_WHAT YOU SHOULD DO_
Output the records starting at the line containing "on arm in the photo above." and ending at the line containing "(205, 1014)" as a two-column CSV with the header record_text,answer and one row per record. Put each record's text and its answer in separate double-quoted fields, replacing any line breaks with spaces.

_DATA PROVIDED_
● ● ● ● ● ● ●

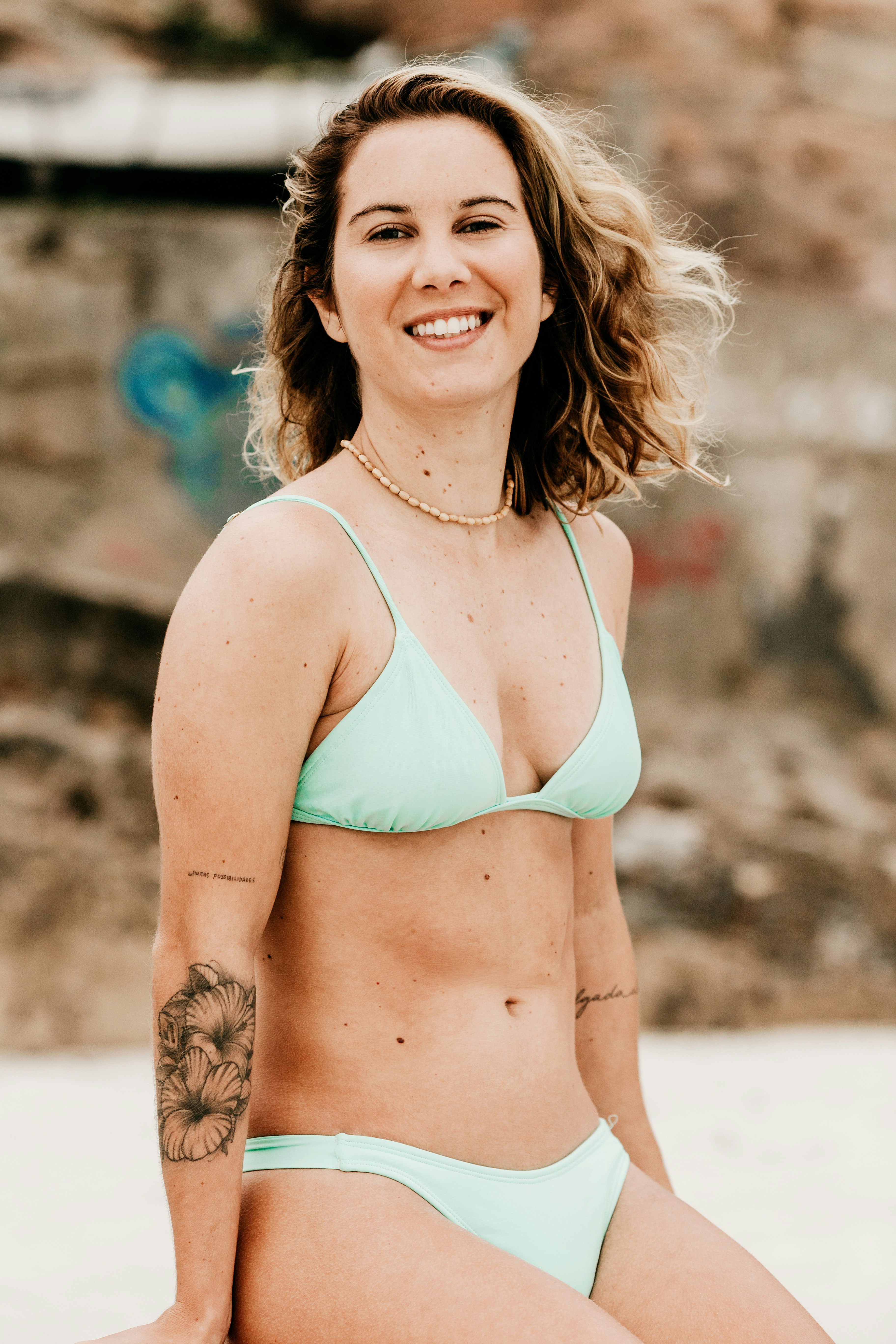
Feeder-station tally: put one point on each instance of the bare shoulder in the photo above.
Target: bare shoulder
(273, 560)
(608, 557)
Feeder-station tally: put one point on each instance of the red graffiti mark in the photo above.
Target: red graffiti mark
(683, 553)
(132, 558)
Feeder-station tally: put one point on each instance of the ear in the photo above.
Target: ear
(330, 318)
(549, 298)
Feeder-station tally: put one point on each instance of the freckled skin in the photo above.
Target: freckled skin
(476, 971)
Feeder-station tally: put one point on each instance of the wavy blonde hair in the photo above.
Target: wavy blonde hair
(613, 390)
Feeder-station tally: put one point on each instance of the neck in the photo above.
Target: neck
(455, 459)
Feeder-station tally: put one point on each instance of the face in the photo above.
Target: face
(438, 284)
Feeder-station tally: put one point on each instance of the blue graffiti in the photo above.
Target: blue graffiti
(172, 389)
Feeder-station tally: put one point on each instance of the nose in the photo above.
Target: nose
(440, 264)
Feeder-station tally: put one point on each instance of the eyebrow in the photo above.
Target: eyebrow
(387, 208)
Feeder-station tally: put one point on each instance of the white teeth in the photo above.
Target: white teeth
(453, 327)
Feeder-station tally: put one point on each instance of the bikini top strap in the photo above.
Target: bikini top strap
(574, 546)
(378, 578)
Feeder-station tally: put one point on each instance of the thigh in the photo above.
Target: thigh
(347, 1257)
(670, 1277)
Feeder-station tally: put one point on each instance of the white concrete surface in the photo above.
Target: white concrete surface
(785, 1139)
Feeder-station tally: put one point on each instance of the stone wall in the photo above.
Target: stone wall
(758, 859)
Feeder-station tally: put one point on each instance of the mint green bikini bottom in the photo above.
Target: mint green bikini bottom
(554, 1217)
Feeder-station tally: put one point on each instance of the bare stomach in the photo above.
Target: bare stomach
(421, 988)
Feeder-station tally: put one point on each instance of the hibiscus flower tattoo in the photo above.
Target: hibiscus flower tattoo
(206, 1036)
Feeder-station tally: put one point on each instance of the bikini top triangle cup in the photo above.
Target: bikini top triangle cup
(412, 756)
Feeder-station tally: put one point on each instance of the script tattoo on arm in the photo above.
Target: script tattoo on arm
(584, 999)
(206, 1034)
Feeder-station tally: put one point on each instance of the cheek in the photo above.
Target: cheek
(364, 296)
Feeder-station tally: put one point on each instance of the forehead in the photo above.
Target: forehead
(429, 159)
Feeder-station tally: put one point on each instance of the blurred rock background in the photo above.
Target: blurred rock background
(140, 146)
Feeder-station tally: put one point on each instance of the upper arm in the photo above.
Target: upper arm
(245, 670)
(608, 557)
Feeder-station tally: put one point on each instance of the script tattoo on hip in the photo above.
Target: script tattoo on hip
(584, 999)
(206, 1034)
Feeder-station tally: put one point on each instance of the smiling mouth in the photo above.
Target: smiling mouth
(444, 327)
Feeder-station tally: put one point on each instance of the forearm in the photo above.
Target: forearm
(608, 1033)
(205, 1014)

● ● ● ● ● ● ●

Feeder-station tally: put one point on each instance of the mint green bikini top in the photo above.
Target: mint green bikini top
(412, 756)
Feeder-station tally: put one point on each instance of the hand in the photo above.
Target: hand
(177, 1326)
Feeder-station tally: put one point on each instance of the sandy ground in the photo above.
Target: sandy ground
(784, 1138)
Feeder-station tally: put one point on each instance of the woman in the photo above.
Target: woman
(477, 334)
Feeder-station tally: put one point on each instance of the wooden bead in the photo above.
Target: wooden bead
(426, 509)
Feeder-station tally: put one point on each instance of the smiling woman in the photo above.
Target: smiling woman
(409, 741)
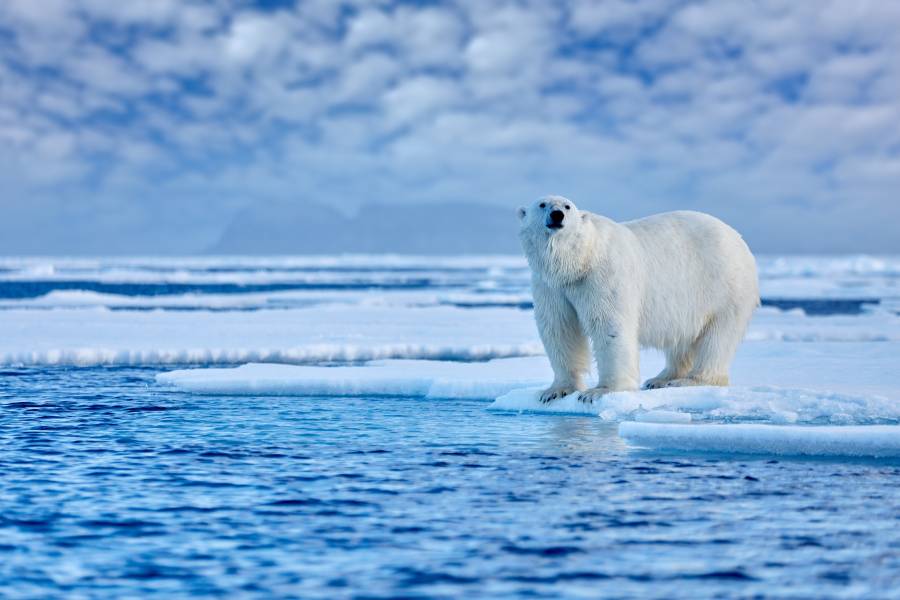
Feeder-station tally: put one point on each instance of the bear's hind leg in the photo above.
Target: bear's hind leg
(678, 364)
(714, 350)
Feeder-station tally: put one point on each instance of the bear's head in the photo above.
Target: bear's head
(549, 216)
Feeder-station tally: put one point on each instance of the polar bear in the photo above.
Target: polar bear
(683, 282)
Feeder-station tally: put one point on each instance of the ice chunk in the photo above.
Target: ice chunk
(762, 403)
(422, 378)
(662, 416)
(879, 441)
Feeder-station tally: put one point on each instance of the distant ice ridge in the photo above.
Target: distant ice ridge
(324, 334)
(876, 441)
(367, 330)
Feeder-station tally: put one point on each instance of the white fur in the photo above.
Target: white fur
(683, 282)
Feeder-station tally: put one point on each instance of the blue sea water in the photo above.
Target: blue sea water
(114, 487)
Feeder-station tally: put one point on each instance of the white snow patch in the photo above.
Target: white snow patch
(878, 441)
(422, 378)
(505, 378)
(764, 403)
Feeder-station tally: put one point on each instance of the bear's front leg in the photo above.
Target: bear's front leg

● ● ● ● ● ● ●

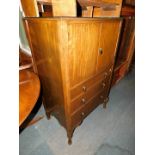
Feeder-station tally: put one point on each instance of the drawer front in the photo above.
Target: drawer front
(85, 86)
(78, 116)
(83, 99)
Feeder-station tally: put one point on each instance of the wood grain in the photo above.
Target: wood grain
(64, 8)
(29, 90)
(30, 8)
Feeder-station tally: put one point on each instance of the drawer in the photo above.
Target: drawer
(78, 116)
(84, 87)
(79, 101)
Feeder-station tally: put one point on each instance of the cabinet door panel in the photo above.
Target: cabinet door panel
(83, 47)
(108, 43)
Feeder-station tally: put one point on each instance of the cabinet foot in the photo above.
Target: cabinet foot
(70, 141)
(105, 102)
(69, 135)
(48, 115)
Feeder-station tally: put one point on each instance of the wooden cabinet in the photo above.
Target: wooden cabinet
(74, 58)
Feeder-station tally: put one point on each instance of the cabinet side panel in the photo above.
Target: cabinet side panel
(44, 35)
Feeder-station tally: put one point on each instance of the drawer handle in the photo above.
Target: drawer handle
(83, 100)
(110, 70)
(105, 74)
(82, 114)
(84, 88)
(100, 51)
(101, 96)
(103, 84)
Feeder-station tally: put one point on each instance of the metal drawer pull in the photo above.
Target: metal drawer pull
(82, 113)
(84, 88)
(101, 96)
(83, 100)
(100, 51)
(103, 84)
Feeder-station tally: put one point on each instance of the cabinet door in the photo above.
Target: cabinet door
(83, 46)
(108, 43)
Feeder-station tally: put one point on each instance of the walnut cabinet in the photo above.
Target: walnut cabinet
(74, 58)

● ● ● ● ● ● ●

_IN RESPONSE_
record_text,answer
"Feeder-station tally: put one point on each instance of the script tattoo on arm in the photo above. Target: script tattoo on arm","(584, 999) (206, 1034)"
"Feeder-station tally: put one point on each instance of the cheek in the photo above. Target: cheek","(364, 296)"
"Feeder-station tally: put one point on each instance of the forehead in the photo above. Target: forehead","(429, 159)"
"Feeder-station tally: put one point on each instance of the blurred rock background in the photo above. Target: blurred rock background","(140, 146)"
"Feeder-station tally: put one point on each instance of the upper arm in the photo above. Target: upper arm","(245, 670) (608, 557)"
"Feeder-station tally: put one point on each instance of the script tattoo on hip in the photo above. Target: script tattoo on hip","(584, 999) (206, 1034)"
"Feeder-station tally: put one point on each instance of the smiling mouth in the photo above. Target: smiling mouth","(444, 327)"
"Feeder-station tally: put one point on each instance of the forearm in the photo above. Target: forearm","(608, 1033) (205, 1014)"